## Start TEXT BLOCK
A Fool’s Utopia 11.22.12: The Sixtrh Annual Guide to Thanksgiving TV
I have a few column set in stone – my TV previews in July, RETRO Halloween and this one, Your Guide to TV on Thanksgiving. I would say it’s my easiest column of the year, but that’s not exactly true. It is nice to already have a topic ready to go. This is my sixth Turkey Day at 411mania and for the most part they’ve been good ones. I hope your Thanksgiving is full of tryptophan and football. I know mine will be.
Thanksgiving is one of a few days of the year where it’s okay to sit on your couch all day and feel yourself getting fatter. You’ll burn those extra pounds off over the weekend with your Black Friday shopping. Right? While you’re living it up and carb-loading for the marathon weekend, here’s a guide to what you should be watching on TV. If you follow it to a tee, you will be perfectly entertained for an entire day and will be my personal hero.
9:00 AM – NOON
Macy’s Thanksgiving Parade, NBC or CBS
I’m not saying you have to get up before 9 AM to catch the whole thing. DVR it if you wish, but you don’t need to be present for the entire three hours to get full credit. Hey, you have to get up early for work more often than not. It’s the holidays – sleep in! When you do get up, however, the Thanksgiving Day Parade is the only acceptable television watching at this time. You don’t have to pay full attention, but it should be on your TV. I know I’ve said this six years in a row now, but I’ll say it as long as this column exists – the parade is a snapshot of pop culture at that particular time. It’s also a great start to the season. I usually watch the NBC version, but both versions are going to give you giant Garfields and show tunes.
12:00 PM – 12:30 PM
I Love Lucy, TVLAND
Like with any other holiday, there are a ton of marathons on Thanksgiving Day. As time filler, you can’t do any better than Lucy. Having Adam Richman tell me about good sandwiches just doesn’t cry Thanksgiving to me like Lucy does. We’re in luck; this is the episode where Lucy gets attacked by a giant loaf of bread. True story.
## End TEXT BLOCK
## Start DATASET RECORDS
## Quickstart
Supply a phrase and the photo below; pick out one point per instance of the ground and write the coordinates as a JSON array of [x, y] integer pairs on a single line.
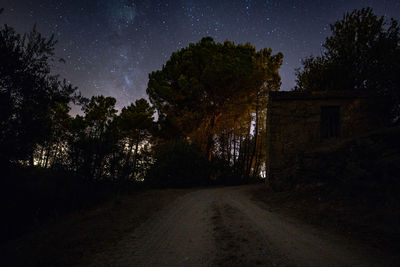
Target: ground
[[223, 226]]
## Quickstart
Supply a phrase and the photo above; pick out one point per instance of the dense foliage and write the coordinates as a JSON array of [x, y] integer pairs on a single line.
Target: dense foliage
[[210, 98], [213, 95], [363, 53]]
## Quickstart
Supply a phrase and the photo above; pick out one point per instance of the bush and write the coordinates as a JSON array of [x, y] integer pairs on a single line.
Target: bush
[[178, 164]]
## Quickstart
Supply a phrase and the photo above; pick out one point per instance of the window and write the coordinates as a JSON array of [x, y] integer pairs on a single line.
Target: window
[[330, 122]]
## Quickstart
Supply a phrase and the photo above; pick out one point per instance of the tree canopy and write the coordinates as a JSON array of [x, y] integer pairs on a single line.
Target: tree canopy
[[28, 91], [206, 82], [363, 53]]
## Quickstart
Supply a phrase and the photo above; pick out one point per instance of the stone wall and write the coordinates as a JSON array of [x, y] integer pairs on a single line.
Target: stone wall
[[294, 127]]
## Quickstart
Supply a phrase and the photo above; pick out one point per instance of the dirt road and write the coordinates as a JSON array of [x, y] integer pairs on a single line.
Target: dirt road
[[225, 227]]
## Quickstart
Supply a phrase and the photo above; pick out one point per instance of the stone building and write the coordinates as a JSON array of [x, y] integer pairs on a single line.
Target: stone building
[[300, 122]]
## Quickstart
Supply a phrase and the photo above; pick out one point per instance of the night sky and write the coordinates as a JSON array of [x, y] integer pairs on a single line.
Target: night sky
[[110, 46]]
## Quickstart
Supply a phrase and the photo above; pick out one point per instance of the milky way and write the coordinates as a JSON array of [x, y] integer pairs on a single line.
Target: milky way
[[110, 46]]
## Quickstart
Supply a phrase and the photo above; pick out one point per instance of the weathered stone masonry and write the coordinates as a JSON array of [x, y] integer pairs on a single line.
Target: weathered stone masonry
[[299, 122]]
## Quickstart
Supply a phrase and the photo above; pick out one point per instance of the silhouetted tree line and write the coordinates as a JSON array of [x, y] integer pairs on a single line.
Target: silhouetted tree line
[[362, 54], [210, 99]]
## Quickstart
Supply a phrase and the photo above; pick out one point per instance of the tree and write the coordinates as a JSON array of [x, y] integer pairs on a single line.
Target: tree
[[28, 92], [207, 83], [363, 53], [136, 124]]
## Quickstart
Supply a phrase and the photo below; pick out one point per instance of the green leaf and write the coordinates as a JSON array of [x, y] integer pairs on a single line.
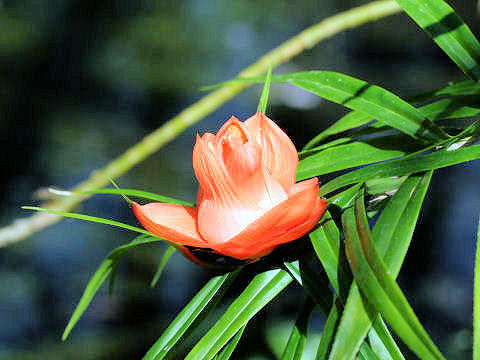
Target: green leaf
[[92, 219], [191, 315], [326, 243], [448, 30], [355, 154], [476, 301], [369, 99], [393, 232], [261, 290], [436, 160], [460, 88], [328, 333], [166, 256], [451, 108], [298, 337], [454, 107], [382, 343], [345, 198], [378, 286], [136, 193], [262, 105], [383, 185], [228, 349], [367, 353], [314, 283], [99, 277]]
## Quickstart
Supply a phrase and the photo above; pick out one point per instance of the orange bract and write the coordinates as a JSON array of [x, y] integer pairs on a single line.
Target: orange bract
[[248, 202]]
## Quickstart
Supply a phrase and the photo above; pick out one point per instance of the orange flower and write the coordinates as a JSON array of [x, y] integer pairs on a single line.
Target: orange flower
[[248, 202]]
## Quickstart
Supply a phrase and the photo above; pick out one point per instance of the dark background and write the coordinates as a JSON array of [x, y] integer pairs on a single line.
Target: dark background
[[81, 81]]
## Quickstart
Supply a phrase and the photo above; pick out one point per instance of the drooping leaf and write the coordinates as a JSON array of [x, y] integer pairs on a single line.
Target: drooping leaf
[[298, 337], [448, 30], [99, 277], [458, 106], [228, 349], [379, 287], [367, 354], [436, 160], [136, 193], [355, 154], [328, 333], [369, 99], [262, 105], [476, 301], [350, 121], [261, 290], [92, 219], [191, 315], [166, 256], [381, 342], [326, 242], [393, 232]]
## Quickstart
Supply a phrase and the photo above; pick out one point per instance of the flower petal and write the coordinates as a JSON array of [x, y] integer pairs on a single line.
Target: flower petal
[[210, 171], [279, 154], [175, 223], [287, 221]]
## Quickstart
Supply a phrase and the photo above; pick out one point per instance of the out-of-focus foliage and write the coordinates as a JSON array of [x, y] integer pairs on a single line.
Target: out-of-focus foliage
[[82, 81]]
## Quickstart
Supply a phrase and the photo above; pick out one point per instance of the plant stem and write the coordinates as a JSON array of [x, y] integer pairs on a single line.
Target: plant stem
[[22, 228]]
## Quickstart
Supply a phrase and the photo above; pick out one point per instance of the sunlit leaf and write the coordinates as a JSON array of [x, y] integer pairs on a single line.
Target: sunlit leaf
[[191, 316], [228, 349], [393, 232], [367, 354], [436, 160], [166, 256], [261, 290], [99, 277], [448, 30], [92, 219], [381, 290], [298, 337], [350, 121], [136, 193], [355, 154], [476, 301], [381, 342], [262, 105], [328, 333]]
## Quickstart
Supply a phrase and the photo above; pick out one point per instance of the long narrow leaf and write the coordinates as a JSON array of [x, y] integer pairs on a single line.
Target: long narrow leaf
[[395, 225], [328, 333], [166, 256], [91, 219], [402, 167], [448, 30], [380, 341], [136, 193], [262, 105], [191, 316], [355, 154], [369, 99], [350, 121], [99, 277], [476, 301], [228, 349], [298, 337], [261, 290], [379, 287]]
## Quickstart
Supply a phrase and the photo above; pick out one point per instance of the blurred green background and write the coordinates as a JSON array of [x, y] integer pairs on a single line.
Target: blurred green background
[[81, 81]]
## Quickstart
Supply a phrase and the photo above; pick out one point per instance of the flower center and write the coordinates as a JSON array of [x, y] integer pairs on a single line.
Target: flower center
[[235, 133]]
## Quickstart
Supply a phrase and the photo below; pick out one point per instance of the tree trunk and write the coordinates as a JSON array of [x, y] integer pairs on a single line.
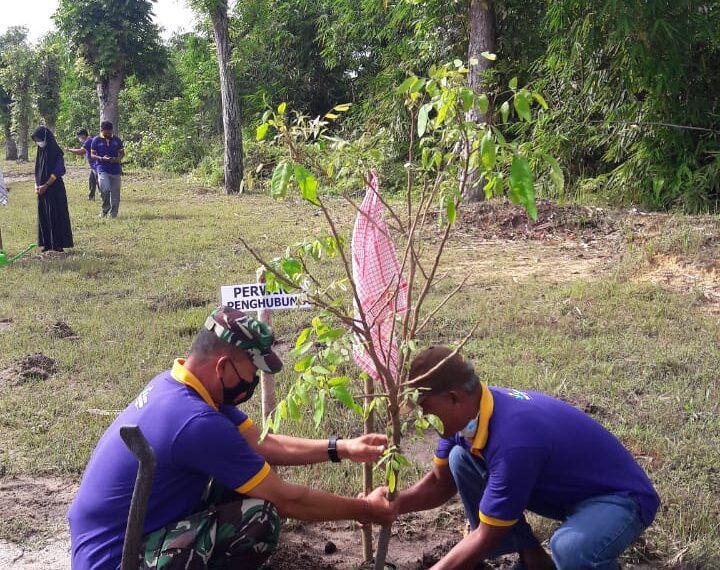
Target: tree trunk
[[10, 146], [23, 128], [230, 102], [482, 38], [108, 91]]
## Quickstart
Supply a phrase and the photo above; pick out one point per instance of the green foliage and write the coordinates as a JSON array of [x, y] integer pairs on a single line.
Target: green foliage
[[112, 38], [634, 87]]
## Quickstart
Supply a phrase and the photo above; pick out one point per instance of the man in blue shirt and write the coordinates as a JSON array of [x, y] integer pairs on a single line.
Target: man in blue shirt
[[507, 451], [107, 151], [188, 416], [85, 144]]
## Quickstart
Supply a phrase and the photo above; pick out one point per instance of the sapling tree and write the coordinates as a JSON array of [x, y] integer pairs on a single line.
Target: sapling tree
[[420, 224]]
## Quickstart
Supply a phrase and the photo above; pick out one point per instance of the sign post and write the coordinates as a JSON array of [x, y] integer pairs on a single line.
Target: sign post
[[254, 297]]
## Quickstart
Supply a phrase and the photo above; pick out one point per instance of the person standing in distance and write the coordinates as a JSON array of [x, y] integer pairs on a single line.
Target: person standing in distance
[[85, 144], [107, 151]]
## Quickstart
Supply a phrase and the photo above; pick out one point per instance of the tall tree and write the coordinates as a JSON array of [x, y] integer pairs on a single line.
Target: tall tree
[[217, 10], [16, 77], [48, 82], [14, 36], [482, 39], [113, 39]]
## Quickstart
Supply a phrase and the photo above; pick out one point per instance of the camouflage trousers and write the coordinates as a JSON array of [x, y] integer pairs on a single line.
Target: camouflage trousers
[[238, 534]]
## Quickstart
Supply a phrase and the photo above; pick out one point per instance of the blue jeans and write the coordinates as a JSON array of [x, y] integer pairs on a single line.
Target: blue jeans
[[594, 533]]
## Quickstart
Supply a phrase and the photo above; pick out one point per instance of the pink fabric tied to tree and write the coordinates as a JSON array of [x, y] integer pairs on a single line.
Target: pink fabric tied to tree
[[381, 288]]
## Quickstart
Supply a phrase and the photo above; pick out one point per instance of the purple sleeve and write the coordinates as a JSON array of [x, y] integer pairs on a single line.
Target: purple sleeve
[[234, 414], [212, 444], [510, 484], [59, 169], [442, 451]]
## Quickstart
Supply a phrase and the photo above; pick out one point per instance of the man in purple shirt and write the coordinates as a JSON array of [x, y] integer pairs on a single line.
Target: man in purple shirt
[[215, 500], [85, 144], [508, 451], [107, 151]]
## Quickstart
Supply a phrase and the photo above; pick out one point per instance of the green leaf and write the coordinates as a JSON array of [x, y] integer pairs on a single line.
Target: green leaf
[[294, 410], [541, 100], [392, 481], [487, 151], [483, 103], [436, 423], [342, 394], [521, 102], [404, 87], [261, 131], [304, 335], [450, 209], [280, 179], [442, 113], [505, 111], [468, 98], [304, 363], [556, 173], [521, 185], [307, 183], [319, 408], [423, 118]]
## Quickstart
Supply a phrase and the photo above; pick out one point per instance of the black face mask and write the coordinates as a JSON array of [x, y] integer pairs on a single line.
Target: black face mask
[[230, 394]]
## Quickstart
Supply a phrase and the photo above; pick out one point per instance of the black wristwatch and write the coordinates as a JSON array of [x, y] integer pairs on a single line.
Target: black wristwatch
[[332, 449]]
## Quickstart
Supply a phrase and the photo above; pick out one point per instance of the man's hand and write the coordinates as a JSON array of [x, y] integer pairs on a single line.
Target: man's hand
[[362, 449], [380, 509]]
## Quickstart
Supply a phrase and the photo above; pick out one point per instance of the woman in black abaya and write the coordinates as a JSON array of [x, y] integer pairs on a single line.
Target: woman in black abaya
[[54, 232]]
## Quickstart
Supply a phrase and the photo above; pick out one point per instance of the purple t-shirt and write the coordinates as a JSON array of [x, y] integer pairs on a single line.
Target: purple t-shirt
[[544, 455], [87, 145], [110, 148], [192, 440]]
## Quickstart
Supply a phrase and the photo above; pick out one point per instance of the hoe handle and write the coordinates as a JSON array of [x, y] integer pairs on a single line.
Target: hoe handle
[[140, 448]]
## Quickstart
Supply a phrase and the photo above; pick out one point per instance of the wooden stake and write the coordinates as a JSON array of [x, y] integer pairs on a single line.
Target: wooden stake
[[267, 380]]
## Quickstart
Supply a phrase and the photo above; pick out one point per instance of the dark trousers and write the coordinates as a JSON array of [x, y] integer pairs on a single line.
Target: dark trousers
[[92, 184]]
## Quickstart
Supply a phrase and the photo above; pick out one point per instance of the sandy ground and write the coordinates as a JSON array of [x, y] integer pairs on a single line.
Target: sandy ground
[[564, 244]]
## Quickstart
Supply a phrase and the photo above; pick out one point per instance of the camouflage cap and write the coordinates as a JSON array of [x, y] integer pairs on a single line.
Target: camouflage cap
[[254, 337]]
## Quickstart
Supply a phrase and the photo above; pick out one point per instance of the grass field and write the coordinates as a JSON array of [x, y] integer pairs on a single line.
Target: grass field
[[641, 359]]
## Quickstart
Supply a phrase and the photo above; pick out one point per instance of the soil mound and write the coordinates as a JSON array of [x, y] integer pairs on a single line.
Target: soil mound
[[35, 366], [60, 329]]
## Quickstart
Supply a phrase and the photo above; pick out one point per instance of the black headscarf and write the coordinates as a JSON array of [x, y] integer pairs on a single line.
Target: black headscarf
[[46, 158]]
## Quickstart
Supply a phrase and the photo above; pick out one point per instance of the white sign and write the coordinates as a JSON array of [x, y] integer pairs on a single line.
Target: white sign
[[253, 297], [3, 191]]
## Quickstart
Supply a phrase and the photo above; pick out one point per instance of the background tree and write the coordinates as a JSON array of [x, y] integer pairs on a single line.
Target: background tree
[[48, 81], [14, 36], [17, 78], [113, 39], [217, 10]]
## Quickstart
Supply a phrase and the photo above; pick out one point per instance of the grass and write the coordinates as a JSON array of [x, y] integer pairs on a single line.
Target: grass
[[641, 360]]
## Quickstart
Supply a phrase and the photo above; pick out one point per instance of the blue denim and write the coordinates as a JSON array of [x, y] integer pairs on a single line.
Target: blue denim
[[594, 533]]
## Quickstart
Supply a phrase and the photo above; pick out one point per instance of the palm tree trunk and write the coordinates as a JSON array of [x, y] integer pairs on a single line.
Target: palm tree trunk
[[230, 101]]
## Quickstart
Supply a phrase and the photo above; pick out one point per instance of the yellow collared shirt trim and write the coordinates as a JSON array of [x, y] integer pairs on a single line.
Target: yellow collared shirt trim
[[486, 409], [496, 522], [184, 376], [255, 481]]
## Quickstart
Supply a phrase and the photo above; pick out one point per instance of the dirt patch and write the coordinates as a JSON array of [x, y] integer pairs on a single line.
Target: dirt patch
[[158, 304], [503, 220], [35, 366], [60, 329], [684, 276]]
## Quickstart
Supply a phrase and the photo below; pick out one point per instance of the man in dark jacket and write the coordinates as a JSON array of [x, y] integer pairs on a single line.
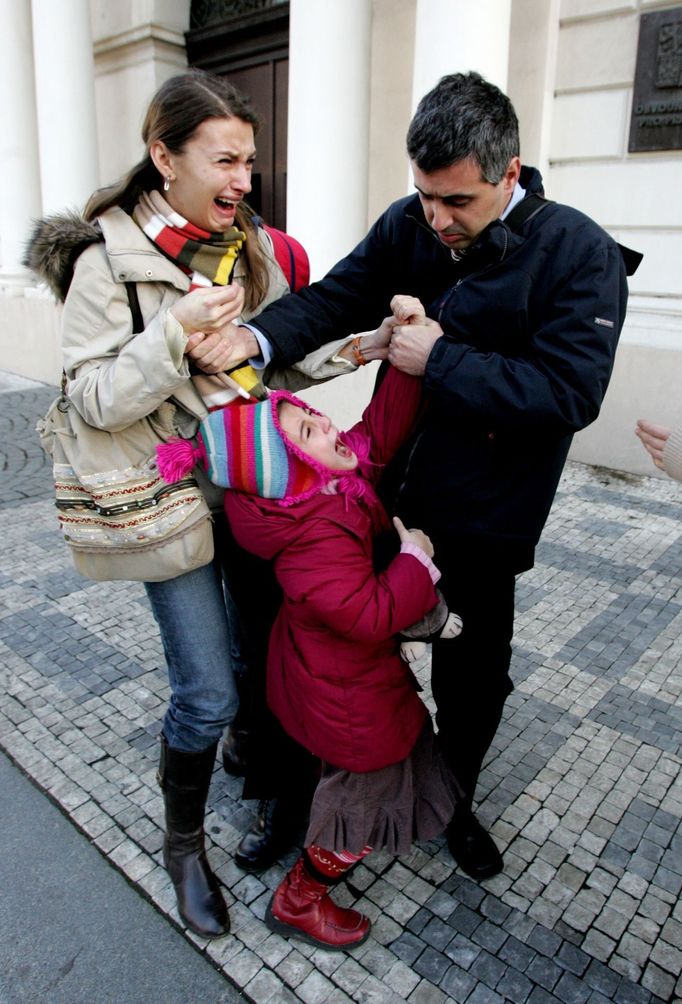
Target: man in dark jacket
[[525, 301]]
## End DATASET RECORDS
* **REQUIREMENT**
Using the Thanksgiving TV guide, answer the following:
(a) Which Turkey Day at 411mania is this for the writer?
(b) For how many hours does the parade run?
(c) In the I Love Lucy episode on TVLAND, what attacks Lucy?

* **FULL RESPONSE**
(a) The sixth.
(b) Three hours.
(c) A giant loaf of bread.